Records for this task:
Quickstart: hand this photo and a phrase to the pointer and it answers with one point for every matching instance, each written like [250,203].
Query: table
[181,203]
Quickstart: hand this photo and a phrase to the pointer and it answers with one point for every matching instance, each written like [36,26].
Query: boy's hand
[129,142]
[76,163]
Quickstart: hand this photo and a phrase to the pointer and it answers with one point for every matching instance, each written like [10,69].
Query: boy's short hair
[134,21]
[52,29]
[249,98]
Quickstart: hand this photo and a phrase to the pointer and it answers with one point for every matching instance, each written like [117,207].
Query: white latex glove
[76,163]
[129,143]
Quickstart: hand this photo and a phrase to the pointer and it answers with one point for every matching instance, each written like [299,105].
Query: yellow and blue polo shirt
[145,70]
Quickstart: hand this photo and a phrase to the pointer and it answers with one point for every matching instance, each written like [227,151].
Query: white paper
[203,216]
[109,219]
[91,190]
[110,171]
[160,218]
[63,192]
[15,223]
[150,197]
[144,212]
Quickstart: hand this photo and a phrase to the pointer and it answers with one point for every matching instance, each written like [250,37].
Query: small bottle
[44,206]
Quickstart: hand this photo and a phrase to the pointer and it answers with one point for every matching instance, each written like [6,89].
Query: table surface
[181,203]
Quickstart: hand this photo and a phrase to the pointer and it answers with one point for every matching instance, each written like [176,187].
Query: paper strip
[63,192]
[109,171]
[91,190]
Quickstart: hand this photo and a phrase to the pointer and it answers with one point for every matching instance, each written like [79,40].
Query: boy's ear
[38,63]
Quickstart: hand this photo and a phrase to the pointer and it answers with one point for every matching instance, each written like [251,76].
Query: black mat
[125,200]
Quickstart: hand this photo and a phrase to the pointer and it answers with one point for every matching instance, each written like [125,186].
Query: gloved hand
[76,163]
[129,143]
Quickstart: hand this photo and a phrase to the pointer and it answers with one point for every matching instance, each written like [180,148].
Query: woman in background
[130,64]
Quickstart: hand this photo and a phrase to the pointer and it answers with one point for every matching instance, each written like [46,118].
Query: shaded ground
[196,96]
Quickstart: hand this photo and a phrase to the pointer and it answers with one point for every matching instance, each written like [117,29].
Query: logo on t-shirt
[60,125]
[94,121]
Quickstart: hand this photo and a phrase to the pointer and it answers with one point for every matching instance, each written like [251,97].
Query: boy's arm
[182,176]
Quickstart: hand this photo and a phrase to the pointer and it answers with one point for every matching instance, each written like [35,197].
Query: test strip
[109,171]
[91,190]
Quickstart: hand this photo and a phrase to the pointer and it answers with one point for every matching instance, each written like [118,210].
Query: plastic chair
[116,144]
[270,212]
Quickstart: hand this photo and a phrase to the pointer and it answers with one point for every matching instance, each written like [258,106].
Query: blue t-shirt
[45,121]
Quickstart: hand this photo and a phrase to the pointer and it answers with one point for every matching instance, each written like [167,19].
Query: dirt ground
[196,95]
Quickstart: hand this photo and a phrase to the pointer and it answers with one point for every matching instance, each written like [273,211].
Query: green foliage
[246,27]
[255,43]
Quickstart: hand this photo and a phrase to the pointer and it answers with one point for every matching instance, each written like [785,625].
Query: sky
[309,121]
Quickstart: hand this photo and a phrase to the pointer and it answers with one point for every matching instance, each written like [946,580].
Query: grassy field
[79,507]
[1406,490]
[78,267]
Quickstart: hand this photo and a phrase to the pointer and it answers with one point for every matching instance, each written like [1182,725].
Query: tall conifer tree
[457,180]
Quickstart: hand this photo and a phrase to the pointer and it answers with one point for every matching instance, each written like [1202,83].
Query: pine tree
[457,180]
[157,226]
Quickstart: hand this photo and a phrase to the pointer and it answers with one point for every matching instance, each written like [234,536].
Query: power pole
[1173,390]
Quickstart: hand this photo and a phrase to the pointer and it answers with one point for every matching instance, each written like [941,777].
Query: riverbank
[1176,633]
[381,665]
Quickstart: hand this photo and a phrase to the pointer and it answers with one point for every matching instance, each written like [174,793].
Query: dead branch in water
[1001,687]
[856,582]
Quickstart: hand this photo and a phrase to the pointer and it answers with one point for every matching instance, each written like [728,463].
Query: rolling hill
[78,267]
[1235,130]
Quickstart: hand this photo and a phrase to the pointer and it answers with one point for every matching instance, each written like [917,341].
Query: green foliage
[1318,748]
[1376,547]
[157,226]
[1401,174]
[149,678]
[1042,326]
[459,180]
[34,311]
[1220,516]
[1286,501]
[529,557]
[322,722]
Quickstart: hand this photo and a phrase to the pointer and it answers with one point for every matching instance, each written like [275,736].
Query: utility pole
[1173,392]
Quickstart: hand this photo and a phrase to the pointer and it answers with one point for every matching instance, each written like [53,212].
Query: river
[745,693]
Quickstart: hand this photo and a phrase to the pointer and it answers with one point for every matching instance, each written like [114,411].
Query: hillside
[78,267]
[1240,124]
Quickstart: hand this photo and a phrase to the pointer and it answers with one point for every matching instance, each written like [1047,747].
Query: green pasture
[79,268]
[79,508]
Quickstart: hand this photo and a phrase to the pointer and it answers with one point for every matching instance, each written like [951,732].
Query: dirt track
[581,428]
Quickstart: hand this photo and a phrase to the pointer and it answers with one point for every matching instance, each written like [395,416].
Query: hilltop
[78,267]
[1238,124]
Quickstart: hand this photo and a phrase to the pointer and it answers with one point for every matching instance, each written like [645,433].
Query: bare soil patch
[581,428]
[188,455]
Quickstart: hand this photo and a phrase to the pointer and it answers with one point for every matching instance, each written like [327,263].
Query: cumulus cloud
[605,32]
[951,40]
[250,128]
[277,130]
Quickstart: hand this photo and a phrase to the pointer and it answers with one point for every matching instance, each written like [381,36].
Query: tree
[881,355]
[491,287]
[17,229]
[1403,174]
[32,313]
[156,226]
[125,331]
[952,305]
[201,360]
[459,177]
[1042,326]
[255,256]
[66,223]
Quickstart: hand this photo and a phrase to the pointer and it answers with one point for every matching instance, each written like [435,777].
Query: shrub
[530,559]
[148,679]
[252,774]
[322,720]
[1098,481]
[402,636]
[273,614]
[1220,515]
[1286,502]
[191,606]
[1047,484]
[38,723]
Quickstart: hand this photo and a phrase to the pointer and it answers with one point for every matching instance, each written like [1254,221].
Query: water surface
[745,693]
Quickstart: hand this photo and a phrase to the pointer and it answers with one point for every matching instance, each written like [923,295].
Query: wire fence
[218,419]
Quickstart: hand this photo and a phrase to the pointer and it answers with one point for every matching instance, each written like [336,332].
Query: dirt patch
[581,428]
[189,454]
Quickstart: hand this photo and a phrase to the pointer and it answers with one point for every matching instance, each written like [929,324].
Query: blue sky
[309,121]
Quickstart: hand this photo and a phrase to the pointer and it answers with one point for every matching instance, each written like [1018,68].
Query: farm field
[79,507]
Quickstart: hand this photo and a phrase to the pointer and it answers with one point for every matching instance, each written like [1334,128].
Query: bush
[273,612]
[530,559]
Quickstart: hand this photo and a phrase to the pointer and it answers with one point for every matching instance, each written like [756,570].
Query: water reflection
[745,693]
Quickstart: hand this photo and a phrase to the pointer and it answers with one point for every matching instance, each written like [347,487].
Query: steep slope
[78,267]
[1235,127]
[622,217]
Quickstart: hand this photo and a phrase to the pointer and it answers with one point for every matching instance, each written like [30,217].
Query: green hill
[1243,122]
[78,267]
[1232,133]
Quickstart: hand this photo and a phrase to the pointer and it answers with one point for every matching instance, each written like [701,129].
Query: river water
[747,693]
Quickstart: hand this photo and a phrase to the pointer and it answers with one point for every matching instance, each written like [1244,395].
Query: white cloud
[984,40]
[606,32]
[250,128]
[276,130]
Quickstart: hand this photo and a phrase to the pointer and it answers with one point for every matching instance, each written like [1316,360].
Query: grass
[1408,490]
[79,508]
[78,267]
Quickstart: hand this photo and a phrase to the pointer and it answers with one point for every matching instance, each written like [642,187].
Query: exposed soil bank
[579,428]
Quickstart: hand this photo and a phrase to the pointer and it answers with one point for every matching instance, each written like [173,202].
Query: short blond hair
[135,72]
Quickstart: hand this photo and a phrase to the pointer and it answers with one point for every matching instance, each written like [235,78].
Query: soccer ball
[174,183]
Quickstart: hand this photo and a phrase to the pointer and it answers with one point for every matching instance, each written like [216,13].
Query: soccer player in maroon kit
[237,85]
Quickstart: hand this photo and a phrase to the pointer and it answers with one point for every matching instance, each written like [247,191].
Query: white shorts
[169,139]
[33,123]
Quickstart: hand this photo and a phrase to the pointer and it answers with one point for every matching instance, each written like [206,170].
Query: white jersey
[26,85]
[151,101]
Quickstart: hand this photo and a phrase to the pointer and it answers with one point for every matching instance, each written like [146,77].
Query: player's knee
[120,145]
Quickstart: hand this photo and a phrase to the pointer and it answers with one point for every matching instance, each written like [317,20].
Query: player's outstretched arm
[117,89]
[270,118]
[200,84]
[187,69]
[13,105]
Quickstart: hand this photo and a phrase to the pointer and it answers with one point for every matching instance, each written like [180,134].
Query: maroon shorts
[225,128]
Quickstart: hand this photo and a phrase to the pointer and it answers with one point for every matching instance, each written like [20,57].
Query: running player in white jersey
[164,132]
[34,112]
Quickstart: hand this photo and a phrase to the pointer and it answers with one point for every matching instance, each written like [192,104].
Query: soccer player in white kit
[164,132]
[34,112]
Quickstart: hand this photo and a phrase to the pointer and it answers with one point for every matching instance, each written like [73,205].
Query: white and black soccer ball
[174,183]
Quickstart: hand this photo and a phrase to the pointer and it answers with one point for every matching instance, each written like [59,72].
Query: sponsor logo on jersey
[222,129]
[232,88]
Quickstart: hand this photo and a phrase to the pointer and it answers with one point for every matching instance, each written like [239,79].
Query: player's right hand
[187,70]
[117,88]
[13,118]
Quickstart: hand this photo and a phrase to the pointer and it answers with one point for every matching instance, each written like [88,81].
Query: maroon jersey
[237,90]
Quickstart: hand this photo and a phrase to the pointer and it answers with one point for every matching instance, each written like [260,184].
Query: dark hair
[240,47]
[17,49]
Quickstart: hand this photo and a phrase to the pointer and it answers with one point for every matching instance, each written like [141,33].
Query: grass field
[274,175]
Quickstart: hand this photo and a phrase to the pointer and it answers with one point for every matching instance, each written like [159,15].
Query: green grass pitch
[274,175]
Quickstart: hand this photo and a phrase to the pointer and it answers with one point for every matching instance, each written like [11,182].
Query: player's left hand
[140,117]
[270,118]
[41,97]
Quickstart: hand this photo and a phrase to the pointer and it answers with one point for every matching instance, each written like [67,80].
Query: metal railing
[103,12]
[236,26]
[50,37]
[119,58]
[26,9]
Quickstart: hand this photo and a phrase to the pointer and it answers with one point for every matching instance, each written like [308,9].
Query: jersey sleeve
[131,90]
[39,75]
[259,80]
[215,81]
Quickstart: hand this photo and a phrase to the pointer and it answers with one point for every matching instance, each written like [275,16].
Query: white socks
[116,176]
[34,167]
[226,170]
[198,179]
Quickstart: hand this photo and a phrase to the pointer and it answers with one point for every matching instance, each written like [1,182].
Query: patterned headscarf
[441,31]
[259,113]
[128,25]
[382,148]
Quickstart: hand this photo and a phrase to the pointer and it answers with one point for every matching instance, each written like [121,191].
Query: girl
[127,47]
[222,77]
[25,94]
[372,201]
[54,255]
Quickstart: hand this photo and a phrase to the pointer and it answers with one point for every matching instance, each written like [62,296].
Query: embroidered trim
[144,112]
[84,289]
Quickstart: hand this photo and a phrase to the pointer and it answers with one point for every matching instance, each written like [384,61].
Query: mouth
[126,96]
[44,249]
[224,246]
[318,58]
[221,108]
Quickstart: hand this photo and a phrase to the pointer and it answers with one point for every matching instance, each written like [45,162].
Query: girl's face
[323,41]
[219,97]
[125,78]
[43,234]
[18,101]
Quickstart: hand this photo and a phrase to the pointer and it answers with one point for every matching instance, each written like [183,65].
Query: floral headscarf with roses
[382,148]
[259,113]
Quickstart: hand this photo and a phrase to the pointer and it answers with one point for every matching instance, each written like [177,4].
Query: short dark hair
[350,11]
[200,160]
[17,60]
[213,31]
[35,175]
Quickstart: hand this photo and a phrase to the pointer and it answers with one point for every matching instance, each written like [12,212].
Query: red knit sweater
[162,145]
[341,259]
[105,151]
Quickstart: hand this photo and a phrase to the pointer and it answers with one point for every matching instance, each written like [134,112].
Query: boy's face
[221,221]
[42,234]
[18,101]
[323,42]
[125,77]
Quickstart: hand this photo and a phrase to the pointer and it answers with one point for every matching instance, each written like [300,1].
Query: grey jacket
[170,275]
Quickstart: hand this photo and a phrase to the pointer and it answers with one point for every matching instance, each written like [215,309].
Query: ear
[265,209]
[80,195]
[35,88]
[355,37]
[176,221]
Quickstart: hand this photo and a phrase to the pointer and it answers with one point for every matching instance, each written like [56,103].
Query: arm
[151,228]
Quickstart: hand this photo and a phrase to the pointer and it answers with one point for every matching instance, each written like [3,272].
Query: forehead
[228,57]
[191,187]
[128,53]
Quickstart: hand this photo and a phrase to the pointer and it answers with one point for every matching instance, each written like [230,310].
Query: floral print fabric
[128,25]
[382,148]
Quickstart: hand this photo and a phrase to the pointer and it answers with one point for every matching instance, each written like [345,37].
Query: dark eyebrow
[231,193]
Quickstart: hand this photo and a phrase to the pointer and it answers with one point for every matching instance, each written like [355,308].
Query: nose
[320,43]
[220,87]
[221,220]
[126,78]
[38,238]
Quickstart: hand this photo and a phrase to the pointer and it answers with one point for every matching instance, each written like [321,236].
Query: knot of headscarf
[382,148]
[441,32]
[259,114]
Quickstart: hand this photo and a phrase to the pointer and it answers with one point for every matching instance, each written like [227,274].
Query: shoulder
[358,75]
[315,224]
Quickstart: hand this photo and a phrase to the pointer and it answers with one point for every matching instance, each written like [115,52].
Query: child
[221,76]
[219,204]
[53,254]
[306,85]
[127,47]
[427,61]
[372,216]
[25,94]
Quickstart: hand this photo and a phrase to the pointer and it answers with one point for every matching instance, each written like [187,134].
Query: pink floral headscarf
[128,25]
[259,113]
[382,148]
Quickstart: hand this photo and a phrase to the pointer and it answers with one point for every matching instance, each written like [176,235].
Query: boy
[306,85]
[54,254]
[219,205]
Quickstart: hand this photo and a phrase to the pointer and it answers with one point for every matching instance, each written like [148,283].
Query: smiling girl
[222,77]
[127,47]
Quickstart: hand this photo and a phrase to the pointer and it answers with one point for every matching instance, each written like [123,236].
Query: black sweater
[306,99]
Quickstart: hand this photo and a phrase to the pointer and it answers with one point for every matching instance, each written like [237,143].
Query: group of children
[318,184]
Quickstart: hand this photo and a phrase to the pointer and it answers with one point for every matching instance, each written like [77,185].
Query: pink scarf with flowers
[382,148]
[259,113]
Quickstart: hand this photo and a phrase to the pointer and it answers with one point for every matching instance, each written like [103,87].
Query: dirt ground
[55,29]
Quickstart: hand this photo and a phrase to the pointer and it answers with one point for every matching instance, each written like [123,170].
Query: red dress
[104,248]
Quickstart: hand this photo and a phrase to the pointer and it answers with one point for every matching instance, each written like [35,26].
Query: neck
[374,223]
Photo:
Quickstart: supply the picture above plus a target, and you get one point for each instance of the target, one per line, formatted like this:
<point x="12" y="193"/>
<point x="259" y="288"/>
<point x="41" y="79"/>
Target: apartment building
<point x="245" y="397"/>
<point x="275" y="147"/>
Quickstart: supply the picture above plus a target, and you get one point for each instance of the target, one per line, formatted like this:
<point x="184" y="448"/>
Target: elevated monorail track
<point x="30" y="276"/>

Directive: Would you give again, word for word, every line from the one with "written like [77,185]." through the final line of the listing above?

Completed task:
Quickstart: hand this photo and a phrase to the pointer and it answers with one point for every matching instance, each written like [77,185].
Query: pink scarf with flowers
[382,148]
[259,113]
Quickstart: hand this photo and a phrase to the pointer and it answers with one point for every matching instance, each written like [103,87].
Query: dirt ground
[55,29]
Quickstart: hand this photo and a phrase to the pointer and it answers with one point for every matching instance, each written like [123,170].
Query: red dress
[104,248]
Quickstart: hand this photo and a phrase to the pointer and it answers with one point for every matching instance, each written like [35,26].
Query: neck
[374,223]
Photo:
Quickstart: supply the picture above plus a target, and you get one point for each instance of the target, one per line, formatted like this:
<point x="12" y="193"/>
<point x="259" y="288"/>
<point x="41" y="79"/>
Target: apartment building
<point x="245" y="397"/>
<point x="275" y="147"/>
Quickstart: supply the picture above plus a target, and you get one point for each instance of the target, one per line, formatted like this:
<point x="184" y="448"/>
Target: elevated monorail track
<point x="30" y="276"/>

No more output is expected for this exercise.